## EXCERPTED RECORDS
▼

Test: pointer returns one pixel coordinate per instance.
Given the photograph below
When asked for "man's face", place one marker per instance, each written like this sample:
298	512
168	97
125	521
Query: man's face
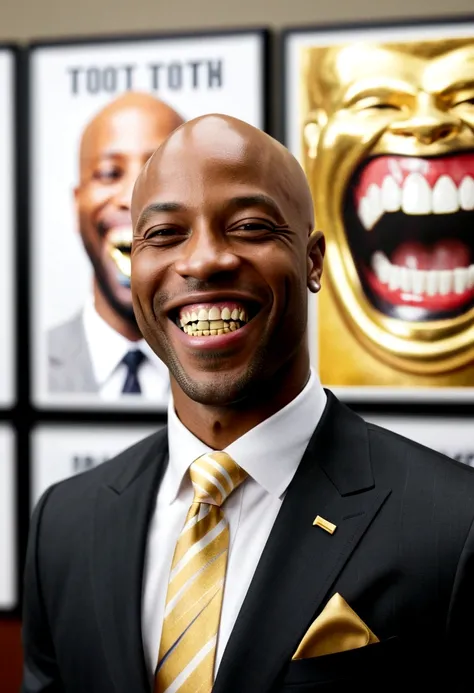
390	153
219	265
116	149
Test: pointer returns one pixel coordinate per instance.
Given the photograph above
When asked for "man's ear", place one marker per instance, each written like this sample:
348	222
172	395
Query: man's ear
316	252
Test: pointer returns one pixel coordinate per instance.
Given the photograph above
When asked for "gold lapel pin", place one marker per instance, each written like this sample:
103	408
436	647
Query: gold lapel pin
325	524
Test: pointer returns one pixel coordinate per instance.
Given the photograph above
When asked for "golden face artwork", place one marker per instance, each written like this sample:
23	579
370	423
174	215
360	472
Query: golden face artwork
388	147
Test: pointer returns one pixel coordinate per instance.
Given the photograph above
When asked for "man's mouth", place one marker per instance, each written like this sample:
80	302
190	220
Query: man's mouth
120	245
410	226
213	319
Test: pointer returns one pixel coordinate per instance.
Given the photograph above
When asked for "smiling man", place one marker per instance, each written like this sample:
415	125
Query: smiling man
101	350
269	539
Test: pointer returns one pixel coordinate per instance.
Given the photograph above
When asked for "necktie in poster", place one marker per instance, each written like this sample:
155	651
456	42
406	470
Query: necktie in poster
382	119
98	112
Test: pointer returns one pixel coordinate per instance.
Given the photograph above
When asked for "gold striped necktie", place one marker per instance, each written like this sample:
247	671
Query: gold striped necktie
196	583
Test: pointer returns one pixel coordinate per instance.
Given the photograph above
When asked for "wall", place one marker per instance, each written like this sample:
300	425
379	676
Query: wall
21	20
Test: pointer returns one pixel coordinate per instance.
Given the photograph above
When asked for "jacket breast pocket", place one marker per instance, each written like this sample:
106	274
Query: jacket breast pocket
376	667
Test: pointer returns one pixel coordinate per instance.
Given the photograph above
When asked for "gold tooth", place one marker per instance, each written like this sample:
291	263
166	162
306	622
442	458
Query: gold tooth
216	324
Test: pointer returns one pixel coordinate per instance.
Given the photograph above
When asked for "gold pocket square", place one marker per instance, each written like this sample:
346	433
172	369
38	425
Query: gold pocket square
337	629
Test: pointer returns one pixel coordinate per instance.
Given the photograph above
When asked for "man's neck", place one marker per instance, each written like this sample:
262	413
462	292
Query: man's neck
124	327
218	427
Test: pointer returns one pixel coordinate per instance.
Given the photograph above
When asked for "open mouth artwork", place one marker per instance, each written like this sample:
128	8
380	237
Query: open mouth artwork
120	248
409	224
212	319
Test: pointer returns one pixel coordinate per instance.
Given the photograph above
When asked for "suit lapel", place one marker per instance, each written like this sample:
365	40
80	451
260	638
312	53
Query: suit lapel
123	513
301	562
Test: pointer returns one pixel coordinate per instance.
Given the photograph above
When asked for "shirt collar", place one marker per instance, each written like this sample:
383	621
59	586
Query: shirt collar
270	453
107	347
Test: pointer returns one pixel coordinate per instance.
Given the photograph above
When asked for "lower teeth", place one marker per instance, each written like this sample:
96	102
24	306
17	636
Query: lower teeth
205	328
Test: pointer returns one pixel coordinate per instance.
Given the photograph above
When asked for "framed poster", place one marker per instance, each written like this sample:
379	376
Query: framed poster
98	110
382	120
7	224
452	436
8	528
61	451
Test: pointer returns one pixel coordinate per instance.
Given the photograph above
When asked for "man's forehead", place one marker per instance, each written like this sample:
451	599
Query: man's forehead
180	161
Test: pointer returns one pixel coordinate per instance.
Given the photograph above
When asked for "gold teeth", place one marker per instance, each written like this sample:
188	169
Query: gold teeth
212	315
122	260
206	328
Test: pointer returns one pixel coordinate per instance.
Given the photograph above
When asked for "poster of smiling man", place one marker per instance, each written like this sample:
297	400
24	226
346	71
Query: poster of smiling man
98	111
382	119
7	224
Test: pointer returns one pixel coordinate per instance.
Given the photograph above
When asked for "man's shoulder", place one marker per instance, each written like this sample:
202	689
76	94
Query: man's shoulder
78	490
392	449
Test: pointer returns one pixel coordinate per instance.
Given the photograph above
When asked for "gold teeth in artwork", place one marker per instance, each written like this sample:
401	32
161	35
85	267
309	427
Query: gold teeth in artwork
208	328
121	256
212	315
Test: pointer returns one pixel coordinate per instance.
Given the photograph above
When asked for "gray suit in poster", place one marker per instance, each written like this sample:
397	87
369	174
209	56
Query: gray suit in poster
69	362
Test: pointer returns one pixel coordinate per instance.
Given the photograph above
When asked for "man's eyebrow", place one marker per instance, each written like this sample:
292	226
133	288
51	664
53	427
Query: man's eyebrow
156	208
257	200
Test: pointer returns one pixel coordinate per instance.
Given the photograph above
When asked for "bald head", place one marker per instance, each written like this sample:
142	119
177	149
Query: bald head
222	218
234	143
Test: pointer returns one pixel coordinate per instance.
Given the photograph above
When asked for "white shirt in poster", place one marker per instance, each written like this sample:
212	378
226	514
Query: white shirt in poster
107	349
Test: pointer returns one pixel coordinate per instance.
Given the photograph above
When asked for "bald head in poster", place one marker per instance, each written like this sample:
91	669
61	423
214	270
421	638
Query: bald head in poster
114	146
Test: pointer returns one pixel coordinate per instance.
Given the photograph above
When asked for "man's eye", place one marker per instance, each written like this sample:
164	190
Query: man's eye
372	104
465	102
108	175
163	234
254	226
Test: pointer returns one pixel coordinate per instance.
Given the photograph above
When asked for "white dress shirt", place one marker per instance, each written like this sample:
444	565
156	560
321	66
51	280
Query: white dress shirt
270	453
107	349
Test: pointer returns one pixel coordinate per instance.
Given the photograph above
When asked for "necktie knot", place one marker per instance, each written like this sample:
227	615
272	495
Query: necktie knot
132	360
215	476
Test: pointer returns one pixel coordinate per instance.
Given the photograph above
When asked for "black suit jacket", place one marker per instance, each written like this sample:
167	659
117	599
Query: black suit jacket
402	556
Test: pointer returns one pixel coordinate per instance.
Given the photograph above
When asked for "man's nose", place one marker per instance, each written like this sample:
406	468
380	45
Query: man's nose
206	254
429	123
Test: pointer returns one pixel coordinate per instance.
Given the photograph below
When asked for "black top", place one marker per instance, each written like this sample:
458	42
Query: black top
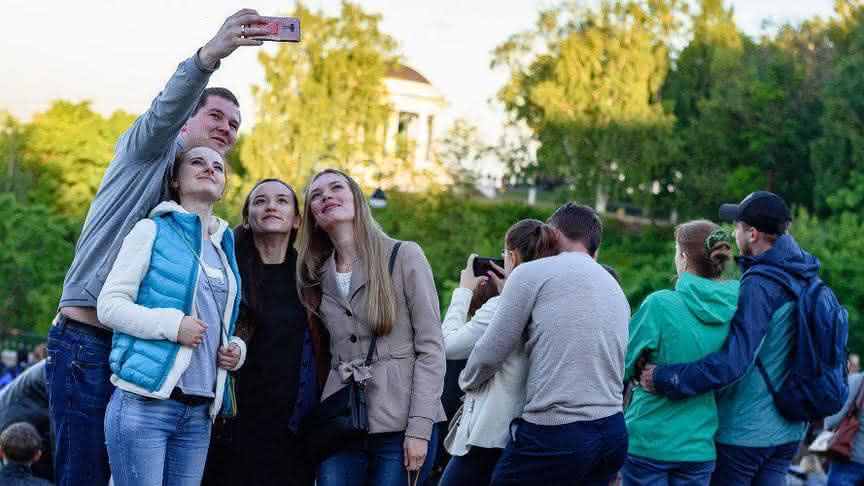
267	382
19	475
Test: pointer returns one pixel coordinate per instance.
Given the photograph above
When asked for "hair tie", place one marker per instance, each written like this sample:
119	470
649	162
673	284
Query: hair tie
715	237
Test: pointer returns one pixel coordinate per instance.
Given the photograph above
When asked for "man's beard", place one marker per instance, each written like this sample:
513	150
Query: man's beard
745	249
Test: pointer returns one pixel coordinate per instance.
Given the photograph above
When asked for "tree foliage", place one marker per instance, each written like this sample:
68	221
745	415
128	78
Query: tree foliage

▲

## CHALLENGE
Transcribe the full listing character for character. Pictures are excluded.

## CORRECT OUTPUT
Test: pointer returns one pixel coordinate per instance.
Given the photograph below
When asked for "man's face", place one marker per instance, each written like this sample:
298	512
168	97
125	521
Query: man's face
390	153
219	265
116	149
Test: pointer returns one pixel coordinate per instance.
Given the photograph above
When asked for "man's ear", place one marker per instance, each written like this sample:
348	222
172	395
Query: man's ear
316	252
Test: pointer returns one pixel coordinate per instance.
Given the photograph above
When asked for "gold lapel pin", place one marker per instance, each written like this sample:
103	408
436	647
Query: gold lapel pin
325	524
Test: pointer returns one pixel coordinate per instance.
Given the photograph above
When asked for "golden face artwork", place one marker per instance, each written like this sample:
23	579
370	423
174	215
360	472
Query: golden face artwork
388	147
Test: pointer returns one pixel coordinate per instance.
Given the photograph above
When asked for "man's mouth", place one marker per instance, each written like this sample:
80	302
190	220
Query: man's mouth
120	245
410	226
213	319
Test: pointer returns one pixel coordinate per instance.
Given the photograph above
When asked for "smiling man", place one marker per instance, each written like this sample:
415	125
Query: smiling man
101	350
269	539
Test: pointer returns one pixel coordinate per instance.
Given the photograph above
When asked for "necktie in poster", place one marker per instance, each written like this sample:
155	651
456	42
406	470
Query: necktie in poster
382	119
98	112
Test: pointer returns one pixel coordinate per instance.
Given the photograph above
When asked for "gold striped necktie", place one marker per instance, each written like this sample:
247	671
Query: gold striped necktie
196	583
Test: pointer returns one pixel coordinate per instance.
Given the photograph above
When asked for "wall", place one marker per instance, each written like this sample:
300	425
379	676
Query: wall
21	20
Test: pointer returns one pixel coordinate per instance.
Given the photograph above
When asked for "jacket breast pocket", place one marker per instance, each written like this sample:
106	274
Query: jacket breast pocket
376	667
Test: pointer returns one pixel coordinate per instance.
Given the photograph above
When asked for "gold tooth", place one marker per instance, each written like this sample:
291	263
166	162
306	622
442	458
Query: gold tooth
216	324
Test: pointer returns one pixel coordinate per instance.
Given the photograph above
When asked for "gold pocket square", place one marker per instance, each written like this sample:
346	433
172	369
38	425
Query: gold pocket square
337	629
Test: pointer returns one pixel coordinate per instance.
Given the photograph above
When asked for "man's neck", place one marker per instance, each written like this sample:
262	413
462	292
Query: man's neck
124	327
218	427
Test: pointer returns one pixel coordinate per instance.
Given the photograph above
When asked for "open mouth artwork", place one marker per instance, each written like this sample:
128	8
380	237
Query: open mouth artwork
120	248
409	224
212	319
Test: pointer returns one pixel coordinate per instance.
Given the photograph above
When asked for "suit lapel", place one marker per instance, each written like this sample:
365	40
80	451
260	638
312	53
Query: suit lapel
123	513
301	562
Test: pointer returns one pixel coordinate per instance.
Given the photograph above
When asked for "shirt collar", place one marker per instance, each written like this sample:
383	621
59	586
Query: shirt collar
270	453
107	347
Test: pointer returns one pixel coordinate per instance.
Given the photograph above
When asked for "lower teeth", place one marker per instance, each written like this sample:
96	102
24	306
17	636
Query: lower teeth
205	328
Test: pointer returns one pixel coordinate per instance.
Given the photograph above
When asked for "framed poster", place one marker per instance, each written like this sample:
379	376
Query: framed poster
98	110
382	120
7	224
452	436
8	528
61	451
Test: pointer returns one pixel coordinate per instance.
Given the photograph above
When asked for "man's forehead", place one marker per instance, each written like this sample:
451	599
Query: man's forehead
180	161
Test: pointer returns one pixel coordinate per instance.
Given the photograph above
When asked for "gold teeth", place one marker per instance, each written like this sample:
188	169
Query: gold teeth
212	315
122	260
206	328
Test: pointer returns one pixel coordinate per instance.
Given the photograph above
When asked for "poster of smiling man", place one marker per instance, each written like this sample:
297	400
24	226
346	71
Query: poster of smiling man
98	111
382	119
7	224
Test: pointer returns one pixel coordinate per instance.
Given the photograph above
When asked for "man's shoulder", place one marker per instance, each written like this sample:
202	689
76	94
Query: man's shoulder
78	490
392	449
Test: pointer returns one pixel coordinate per instance.
Given the photograph above
When asked for "gold teeth in artwork", place one marker per instance, each written like this sample:
401	32
161	35
85	267
309	427
Query: gold teeth in artwork
208	328
121	256
212	315
Test: pointer returns one pixel coordinate per instance.
Given the photograph above
When asked for "gray suit in poster", place one marker per instance, each written like this sample:
397	87
369	174
209	56
Query: gray suit in poster
69	362
Test: pointer returns one pixel coordinate per instance.
Given the photograph above
When asked for "man's eyebrow", place one marker per instance, each written like this sample:
292	226
133	288
51	664
53	427
Query: man's eyebrow
156	208
257	200
Test: pointer returns one pixel coordinate per instance.
Given the photograph above
When asked for "bald head", place one marker per instance, each written like this sample:
142	119
177	149
Query: bald head
222	218
234	143
Test: pointer returns one pixel coordinate per instance.
Given the photograph above
When asked for "white shirt in poster", place one marker per instance, each written like this sample:
212	378
226	514
Query: white shirt in poster
107	349
Test: pointer returns one pixel coordinate per instance.
Given the photograph above
When asked for "bald head in poster", place one marker per instance, each written like this sample:
91	669
61	423
214	270
421	638
Query: bald head in poster
114	146
Test: pointer returns one pixel coordinate per instance.
Given the photograph above
When asked for "man's eye", place one marker per instance, each written like this sample:
164	190
Query: man's eye
372	104
465	102
108	175
163	234
254	226
Test: pointer returns one pixel coordinate per instance.
Given the photograph above
When asked for "white dress shirt", place one marker per instance, each written like this sample:
444	565
156	560
321	66
51	280
Query: white dress shirt
270	453
107	349
Test: pointer returns one pixel coordinate per instance.
Given the photograph above
When asked for "necktie knot", place one marker per instance, each written like this sample:
227	615
272	495
Query: necktie knot
132	360
215	476
Test: pointer returns one pixel coordinate per instance.
Given the photograph above
When asked for "black suit jacket", place one marker per instance, each written like this sample:
167	659
117	599
Query: black suit jacket
402	556
Test: pointer returns one pixel coordinate per instance.
Given the photograph above
When asked for "man's nose", place one marker per instance, each written like this sample:
406	468
380	45
Query: man's nose
206	254
429	123
Test: pointer returns one pixel coordinate per instance.
Given the photograph below
When asked for "black top", place one marker per instance, each written like this sample:
458	42
Query: black top
267	382
19	475
Test: pointer returns one pixel coordinate per instance.
Given the photograph above
When asked for "hair tie", place one marker per instance, each written like this sample:
119	470
649	162
673	284
Query: hair tie
715	237
Test: pointer returns one pixel coordinate per instance.
Given the photograph above
When asked for "man's beard", place one marker per instance, each written like this sample:
513	150
Query: man's beard
745	249
Test: pointer returns one pixel coordinate per instance.
Given the photograph above
When asked for "tree foliage", place one marker per instance, each written like this sample:
68	221
745	415
128	78
Query: tree foliage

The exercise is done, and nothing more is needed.